• 作業内容: 以下の新型コロナと高齢者に関する本文のうち、「と、千種病院の総合内科医であ」で始まり「を感染させた事例が多かった。」で終わる部分を一字一句変えずに出力してください。

• 対象本文:
━━━

「家庭内でも高齢の親には近づかない」命を守るため、いますべきこと
新型コロナウイルス感染拡大で、ついに緊急事態宣言が発令。安倍首相は「国民のみなさまの行動変容、つまり行動を変えることが大切」と訴え、「みだりに外出しないように要請すべきだと考える」と強調した。高齢者は、もともと重症化、死亡リスクが高いことを忘れてはいけない。
「年輩のかたは免疫力が下がっていたり、持病を持つ人が多いので新型コロナウイルスにかかりやすく重症化しやすい。高齢者ほど感染のリスクを避けて、生活に最新の注意を払うべきです」
と、千種病院の総合内科医である近藤千種さんは話す。いま高齢者を守るために、私たちは何をすべきなのか。
同居の高齢者とは距離をとる方がベター
高齢の親などと家族が同居する場合は、生活圏を分離することが大切となる。
実際、感染者が多いイタリアでは都市部から自宅に帰ってきた若者が、同居している家族を感染させた事例が多かった。

━━━

• 提供データ:
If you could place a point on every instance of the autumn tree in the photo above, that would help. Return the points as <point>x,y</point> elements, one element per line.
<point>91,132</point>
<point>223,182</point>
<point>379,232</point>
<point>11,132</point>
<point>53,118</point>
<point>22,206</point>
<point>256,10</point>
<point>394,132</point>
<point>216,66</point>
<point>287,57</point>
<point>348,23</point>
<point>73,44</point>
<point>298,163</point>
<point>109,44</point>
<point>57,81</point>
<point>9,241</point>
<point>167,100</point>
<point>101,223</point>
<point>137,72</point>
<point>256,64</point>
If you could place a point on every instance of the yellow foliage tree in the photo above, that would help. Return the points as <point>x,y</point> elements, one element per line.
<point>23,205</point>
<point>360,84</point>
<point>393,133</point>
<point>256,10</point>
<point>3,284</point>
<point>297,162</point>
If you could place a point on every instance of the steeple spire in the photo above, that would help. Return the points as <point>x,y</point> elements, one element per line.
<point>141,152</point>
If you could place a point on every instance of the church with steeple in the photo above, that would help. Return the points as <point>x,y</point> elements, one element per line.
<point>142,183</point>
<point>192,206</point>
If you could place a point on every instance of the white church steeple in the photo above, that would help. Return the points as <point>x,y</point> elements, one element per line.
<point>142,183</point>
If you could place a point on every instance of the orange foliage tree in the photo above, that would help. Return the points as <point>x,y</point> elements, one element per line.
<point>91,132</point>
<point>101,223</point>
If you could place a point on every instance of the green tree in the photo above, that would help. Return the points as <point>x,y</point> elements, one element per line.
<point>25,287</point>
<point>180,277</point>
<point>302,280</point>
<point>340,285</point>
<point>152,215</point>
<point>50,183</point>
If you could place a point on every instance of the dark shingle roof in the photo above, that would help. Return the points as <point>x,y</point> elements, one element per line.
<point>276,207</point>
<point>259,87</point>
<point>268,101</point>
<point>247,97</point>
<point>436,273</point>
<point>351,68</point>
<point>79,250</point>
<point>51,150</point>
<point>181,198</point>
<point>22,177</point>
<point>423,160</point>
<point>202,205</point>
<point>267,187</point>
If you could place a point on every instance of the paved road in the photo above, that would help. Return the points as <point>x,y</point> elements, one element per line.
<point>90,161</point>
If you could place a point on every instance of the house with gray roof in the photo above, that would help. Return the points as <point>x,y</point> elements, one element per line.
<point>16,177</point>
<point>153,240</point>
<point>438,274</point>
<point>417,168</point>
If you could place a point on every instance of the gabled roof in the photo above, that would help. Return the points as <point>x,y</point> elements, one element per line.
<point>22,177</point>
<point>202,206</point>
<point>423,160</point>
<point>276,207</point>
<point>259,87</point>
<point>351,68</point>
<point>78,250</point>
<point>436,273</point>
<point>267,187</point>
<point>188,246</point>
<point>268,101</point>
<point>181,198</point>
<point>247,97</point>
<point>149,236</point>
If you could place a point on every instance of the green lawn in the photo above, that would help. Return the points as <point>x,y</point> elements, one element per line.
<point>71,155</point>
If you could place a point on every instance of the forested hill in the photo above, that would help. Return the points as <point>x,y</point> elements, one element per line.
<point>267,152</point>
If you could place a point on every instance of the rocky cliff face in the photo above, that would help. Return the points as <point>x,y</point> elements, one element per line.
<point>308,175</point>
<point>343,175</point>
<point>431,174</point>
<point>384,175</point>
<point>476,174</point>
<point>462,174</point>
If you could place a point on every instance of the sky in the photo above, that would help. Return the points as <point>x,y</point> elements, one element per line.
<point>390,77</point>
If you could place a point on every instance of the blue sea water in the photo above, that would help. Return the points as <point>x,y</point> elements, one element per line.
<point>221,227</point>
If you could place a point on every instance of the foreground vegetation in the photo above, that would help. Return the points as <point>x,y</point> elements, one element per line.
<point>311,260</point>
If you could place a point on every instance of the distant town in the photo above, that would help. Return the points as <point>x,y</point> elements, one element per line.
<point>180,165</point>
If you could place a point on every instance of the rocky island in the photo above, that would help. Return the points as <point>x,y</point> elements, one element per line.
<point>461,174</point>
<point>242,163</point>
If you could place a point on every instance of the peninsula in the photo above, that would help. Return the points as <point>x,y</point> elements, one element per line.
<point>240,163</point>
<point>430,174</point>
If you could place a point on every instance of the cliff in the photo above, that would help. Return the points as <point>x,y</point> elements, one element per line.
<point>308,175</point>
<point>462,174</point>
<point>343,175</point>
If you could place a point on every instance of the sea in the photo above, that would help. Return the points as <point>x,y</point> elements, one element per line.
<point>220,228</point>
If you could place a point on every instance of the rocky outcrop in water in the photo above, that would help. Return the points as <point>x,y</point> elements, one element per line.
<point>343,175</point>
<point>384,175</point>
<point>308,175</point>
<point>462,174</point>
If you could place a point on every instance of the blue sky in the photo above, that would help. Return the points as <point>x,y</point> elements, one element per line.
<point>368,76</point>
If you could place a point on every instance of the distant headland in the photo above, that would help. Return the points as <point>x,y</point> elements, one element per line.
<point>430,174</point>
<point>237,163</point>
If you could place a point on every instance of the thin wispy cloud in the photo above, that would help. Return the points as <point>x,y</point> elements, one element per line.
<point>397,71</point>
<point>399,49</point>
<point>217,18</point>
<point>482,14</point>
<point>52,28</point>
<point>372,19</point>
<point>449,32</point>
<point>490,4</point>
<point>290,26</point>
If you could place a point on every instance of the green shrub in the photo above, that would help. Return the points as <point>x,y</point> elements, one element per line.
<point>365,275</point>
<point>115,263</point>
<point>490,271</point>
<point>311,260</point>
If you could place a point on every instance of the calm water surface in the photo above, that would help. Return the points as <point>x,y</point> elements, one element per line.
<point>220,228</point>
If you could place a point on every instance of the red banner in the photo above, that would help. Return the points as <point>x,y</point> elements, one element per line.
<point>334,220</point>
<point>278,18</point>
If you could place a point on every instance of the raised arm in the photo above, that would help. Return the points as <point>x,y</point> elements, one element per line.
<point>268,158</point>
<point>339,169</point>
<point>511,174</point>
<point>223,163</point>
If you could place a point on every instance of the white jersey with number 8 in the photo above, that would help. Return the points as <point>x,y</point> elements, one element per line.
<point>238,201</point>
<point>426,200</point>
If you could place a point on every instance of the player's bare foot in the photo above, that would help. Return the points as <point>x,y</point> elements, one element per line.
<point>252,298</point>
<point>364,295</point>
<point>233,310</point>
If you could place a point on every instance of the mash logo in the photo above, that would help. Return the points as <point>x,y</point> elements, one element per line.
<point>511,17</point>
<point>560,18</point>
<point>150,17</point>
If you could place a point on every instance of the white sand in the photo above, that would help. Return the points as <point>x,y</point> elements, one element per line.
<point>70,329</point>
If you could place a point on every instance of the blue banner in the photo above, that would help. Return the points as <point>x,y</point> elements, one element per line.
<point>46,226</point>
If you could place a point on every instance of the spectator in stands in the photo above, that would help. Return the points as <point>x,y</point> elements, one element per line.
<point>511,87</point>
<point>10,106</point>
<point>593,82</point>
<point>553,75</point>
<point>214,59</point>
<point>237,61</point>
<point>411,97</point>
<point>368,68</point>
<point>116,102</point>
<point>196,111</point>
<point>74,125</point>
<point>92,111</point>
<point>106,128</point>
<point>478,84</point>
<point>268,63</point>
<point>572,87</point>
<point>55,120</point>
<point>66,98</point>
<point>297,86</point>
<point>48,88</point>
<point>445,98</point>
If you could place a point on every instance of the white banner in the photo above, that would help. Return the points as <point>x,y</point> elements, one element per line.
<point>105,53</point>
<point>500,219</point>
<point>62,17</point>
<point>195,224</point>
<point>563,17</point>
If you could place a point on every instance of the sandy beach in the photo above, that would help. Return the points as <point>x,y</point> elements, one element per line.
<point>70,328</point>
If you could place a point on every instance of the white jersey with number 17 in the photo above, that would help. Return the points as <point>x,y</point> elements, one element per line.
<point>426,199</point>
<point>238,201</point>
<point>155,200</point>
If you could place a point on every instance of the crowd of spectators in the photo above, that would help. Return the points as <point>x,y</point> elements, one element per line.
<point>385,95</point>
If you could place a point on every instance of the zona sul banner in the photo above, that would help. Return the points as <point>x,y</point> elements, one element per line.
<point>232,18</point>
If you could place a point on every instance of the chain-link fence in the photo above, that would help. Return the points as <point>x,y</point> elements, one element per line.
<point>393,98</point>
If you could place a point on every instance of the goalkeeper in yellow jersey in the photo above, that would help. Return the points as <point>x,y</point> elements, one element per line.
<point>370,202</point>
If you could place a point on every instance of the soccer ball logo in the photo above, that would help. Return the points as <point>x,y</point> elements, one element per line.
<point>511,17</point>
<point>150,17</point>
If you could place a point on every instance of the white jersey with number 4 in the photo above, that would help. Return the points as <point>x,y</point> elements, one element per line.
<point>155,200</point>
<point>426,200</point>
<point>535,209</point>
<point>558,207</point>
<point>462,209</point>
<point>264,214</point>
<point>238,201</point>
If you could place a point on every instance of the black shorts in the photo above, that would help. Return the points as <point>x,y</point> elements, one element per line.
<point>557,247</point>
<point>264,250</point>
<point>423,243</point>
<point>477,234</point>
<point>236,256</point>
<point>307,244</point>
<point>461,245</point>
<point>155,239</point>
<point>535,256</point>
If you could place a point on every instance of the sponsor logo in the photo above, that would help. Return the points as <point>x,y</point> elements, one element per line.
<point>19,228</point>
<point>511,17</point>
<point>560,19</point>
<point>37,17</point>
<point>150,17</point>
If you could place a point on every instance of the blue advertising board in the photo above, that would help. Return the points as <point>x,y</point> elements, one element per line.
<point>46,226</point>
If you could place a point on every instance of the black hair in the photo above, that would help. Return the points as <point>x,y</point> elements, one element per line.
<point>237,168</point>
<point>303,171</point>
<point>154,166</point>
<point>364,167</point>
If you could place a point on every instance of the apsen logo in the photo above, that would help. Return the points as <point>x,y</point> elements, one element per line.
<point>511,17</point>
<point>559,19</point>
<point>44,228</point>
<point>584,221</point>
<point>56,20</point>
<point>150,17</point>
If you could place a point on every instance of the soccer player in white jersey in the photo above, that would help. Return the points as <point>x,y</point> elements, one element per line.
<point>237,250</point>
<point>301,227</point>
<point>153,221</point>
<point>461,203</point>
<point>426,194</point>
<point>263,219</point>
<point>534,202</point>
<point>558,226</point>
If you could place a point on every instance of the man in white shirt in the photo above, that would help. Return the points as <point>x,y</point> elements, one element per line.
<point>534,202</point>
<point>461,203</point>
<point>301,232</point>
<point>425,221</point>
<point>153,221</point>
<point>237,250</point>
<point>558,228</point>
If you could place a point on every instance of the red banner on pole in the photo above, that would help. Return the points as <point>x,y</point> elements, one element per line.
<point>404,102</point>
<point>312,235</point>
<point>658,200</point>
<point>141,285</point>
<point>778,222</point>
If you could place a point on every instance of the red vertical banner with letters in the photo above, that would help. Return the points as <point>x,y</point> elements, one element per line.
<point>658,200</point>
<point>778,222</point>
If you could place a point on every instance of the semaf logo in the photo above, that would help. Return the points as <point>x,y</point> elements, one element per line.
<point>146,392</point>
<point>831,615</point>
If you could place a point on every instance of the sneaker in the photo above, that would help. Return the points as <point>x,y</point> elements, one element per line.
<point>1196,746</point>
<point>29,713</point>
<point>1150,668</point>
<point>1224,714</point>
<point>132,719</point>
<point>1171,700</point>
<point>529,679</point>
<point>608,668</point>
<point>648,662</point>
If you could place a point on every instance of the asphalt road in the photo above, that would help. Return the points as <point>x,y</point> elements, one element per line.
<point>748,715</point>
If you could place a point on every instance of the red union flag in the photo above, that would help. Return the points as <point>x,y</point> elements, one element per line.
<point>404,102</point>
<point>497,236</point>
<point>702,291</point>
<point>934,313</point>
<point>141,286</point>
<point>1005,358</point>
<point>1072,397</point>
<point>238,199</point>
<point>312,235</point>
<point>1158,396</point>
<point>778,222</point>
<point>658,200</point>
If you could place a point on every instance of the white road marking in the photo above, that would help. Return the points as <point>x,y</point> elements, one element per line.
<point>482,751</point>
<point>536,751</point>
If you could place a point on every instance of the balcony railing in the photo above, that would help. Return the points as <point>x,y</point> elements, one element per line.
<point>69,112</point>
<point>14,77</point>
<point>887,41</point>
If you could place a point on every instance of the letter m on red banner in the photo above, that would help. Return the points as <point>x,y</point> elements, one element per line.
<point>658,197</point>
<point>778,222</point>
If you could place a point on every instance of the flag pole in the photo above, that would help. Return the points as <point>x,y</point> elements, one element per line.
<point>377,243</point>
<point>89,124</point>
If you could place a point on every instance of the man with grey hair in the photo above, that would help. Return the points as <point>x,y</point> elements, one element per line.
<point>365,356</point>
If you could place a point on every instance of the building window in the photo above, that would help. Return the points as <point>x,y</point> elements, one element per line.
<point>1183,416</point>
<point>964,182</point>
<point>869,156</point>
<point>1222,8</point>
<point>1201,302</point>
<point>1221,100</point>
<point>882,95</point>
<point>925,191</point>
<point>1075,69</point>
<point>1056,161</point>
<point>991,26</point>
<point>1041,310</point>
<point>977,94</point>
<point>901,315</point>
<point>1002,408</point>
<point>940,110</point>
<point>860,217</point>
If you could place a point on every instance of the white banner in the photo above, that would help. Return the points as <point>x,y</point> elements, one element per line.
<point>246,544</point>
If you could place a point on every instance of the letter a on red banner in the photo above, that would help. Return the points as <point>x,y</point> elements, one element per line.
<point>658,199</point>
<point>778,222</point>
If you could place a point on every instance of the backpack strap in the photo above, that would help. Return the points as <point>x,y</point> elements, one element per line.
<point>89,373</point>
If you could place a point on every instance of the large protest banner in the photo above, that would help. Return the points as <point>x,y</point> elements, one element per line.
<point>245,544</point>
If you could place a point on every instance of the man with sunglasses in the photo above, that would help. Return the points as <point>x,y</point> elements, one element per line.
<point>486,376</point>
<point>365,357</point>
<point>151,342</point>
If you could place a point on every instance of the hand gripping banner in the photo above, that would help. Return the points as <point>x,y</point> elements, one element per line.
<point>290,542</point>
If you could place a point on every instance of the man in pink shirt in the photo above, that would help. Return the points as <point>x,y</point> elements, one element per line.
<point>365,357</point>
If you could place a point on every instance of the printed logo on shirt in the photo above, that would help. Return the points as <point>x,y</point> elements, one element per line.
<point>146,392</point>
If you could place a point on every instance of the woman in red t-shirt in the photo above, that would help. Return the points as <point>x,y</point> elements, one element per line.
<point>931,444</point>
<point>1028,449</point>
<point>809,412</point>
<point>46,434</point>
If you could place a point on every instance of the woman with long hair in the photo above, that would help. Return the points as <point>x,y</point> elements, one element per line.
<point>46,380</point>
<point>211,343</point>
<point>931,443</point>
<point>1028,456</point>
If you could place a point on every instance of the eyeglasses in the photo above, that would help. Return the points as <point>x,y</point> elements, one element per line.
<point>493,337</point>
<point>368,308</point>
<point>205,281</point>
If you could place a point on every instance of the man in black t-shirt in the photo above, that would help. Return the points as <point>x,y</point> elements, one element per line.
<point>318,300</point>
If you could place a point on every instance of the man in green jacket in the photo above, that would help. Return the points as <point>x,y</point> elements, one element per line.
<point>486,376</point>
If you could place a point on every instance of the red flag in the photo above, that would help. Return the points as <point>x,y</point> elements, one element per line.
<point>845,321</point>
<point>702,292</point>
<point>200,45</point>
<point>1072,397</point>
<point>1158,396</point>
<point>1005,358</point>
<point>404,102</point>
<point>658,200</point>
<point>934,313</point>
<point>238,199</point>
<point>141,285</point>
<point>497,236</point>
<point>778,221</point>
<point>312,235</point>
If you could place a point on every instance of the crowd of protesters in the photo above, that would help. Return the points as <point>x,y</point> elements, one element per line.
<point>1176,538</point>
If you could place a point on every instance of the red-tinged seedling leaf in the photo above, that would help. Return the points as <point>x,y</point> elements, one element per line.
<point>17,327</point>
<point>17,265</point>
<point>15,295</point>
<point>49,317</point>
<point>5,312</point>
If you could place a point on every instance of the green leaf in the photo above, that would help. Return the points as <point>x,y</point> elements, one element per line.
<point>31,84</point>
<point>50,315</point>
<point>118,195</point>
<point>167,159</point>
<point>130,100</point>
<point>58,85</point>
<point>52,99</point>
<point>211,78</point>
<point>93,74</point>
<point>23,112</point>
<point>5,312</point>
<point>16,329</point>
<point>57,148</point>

━━━

• 解答例:
と、千種病院の総合内科医である近藤千種さんは話す。いま高齢者を守るために、私たちは何をすべきなのか。
同居の高齢者とは距離をとる方がベター
高齢の親などと家族が同居する場合は、生活圏を分離することが大切となる。
実際、感染者が多いイタリアでは都市部から自宅に帰ってきた若者が、同居している家族を感染させた事例が多かった。